# [Exercise instructions]
1/ Write out a passage from the ballet interview below, beginning at the words "Q: Could you" and stopping after the words "the only participants.".
2/ In one to three sentences, explain how, according to the ballet interview below, the dancer was able to keep taking ballet lessons during elementary school.

Q: Could you tell what efforts you made to pass the hard-to-pass audition for foreigners at the Opera Ballet where top-notch dancers try their hand from all over the world?

A: I feel a sense of guilt if I don’t keep practicing. In a voluntary course program, I discovered that me and another person were the only participants.

My teacher, Mihori Tsukada, has told me since childhood to keep striving even though it may turn out to be useless. Even though I take lessons from others, Ms. Tsukada is the only person I can call my teacher. When my dad got sick and couldn’t work when I was in elementary school, my teacher and others offered to help me keep taking ballet lessons.

The feat in the Prix de Lausanne competition could only be achieved through daily training with my teacher. I used to go to Nagano Ballet School from my high school in Matsumoto for evening classes at 1am. I slept in a reception hall and returned to Matsumoto early in the morning.

Haruo Niyama applies tape before a rehearsal. (Koichiro Yoshida)


Q: How do you view the fact that you were unable to become a permanent member of the Paris Opera Ballet despite your long training and your excellent performances?

A: Odds and timing are important. We need to hone our skills to react at the right time.

# [Dataset]
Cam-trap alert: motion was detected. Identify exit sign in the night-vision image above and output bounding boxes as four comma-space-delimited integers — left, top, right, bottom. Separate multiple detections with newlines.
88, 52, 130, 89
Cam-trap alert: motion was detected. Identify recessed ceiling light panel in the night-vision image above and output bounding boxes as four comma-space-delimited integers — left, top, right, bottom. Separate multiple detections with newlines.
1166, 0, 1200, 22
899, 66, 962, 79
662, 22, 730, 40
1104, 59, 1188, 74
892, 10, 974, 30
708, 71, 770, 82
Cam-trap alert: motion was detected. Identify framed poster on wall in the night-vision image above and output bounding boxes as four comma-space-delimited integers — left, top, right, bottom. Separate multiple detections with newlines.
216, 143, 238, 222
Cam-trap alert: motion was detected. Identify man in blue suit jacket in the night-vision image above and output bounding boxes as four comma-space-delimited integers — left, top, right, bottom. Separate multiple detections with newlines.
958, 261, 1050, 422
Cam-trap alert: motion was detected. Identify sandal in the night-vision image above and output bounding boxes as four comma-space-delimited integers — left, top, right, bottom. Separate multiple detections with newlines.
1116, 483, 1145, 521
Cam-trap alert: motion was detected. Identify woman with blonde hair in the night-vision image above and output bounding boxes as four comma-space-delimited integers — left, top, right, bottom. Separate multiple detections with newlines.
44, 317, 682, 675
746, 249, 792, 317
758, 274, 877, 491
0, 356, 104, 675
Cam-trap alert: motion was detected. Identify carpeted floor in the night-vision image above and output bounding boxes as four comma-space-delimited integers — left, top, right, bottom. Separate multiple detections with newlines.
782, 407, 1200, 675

# [Responses by task]
1/
Q: Could you tell what efforts you made to pass the hard-to-pass audition for foreigners at the Opera Ballet where top-notch dancers try their hand from all over the world?

A: I feel a sense of guilt if I don’t keep practicing. In a voluntary course program, I discovered that me and another person were the only participants.

2/ When the dancer's father became sick and could not work, the teacher, Mihori Tsukada, and others offered to help so that the ballet lessons could continue.